---- Dataset content
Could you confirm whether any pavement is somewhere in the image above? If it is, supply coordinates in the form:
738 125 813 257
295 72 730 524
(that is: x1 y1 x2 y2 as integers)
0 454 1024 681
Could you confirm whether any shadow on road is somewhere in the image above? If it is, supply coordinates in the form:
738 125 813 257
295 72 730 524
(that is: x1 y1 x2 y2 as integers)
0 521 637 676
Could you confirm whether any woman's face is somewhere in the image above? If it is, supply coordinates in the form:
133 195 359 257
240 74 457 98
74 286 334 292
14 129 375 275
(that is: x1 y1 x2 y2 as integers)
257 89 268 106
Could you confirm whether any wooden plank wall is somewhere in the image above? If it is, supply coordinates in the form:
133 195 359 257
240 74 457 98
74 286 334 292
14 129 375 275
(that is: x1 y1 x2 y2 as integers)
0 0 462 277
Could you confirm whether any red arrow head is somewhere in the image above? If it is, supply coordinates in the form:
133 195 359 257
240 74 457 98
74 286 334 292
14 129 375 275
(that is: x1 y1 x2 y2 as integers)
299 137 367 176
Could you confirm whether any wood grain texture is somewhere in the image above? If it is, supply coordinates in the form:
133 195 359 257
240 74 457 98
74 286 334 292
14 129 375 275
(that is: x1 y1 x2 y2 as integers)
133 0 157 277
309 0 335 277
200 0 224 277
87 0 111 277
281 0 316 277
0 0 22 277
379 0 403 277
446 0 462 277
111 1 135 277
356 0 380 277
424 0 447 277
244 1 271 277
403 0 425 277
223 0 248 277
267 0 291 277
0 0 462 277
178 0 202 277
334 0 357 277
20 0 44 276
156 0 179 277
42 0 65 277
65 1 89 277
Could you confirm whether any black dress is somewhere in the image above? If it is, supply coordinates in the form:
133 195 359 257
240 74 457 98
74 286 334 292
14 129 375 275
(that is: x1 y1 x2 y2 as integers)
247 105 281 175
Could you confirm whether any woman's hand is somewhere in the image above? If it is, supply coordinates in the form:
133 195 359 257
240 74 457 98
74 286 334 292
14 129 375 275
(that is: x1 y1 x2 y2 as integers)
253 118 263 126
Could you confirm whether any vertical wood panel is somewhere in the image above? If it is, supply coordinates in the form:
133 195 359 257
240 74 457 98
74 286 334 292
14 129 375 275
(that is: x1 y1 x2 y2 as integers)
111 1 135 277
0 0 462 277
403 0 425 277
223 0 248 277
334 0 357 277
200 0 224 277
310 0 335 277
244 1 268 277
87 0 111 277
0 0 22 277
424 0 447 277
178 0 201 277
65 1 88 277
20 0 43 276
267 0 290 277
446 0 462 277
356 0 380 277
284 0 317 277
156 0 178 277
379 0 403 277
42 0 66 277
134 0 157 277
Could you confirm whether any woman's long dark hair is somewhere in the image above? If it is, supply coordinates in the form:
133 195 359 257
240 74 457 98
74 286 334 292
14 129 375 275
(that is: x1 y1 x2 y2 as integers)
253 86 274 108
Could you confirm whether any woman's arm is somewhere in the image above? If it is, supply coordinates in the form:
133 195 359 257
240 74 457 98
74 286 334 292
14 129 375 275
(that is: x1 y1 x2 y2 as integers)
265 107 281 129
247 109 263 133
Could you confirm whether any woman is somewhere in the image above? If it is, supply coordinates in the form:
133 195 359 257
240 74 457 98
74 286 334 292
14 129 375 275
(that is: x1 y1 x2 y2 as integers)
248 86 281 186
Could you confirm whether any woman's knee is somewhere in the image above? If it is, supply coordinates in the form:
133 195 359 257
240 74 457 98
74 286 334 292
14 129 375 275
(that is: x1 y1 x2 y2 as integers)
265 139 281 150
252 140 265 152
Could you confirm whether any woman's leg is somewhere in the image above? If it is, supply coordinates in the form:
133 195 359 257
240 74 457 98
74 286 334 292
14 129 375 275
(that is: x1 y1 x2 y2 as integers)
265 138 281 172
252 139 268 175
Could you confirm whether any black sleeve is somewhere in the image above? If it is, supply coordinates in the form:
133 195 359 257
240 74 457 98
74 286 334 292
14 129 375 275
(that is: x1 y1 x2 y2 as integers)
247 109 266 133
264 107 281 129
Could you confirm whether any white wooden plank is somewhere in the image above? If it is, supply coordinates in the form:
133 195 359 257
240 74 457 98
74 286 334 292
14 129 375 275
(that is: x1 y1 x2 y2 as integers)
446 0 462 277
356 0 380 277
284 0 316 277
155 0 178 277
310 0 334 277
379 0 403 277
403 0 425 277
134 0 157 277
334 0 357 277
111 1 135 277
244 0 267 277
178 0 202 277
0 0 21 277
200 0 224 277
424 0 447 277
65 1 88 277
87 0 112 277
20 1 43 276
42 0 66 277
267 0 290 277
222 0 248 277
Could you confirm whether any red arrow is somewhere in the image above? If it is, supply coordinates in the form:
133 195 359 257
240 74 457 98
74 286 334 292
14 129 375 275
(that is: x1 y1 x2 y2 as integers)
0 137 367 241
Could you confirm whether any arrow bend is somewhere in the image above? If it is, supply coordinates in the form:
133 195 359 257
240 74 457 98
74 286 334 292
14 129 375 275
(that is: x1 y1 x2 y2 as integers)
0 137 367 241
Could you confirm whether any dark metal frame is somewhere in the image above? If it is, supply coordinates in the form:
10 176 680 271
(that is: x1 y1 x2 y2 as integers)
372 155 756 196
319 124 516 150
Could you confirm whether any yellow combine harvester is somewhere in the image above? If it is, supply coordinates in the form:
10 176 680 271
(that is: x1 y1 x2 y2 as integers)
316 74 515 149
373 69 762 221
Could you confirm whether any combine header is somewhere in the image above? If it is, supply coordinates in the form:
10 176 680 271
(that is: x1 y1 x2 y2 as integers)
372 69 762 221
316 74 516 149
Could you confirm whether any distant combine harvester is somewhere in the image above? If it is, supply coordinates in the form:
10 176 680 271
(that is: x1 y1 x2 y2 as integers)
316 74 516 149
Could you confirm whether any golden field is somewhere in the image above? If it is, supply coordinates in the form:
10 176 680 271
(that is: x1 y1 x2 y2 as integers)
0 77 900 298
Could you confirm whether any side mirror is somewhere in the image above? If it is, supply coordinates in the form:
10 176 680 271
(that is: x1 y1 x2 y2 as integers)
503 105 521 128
--------
* [Request]:
Arrange the records above, from the first line through the line containing "0 521 637 676", as a JSON list of strings with one string per line, leaving out blank lines.

* [Expected answer]:
[
  "Could you confirm whether any pavement is somewhere in the image above? If it is, supply coordinates in the form:",
  "738 125 813 257",
  "295 72 730 524",
  "(that is: x1 y1 x2 y2 as integers)",
  "0 454 1024 681",
  "Could you confirm whether any shadow on road is somewhere in the image above? If it is, supply coordinates in the form:",
  "738 125 813 257",
  "295 72 730 524",
  "(that is: x1 y1 x2 y2 as integers)",
  "0 521 637 676"
]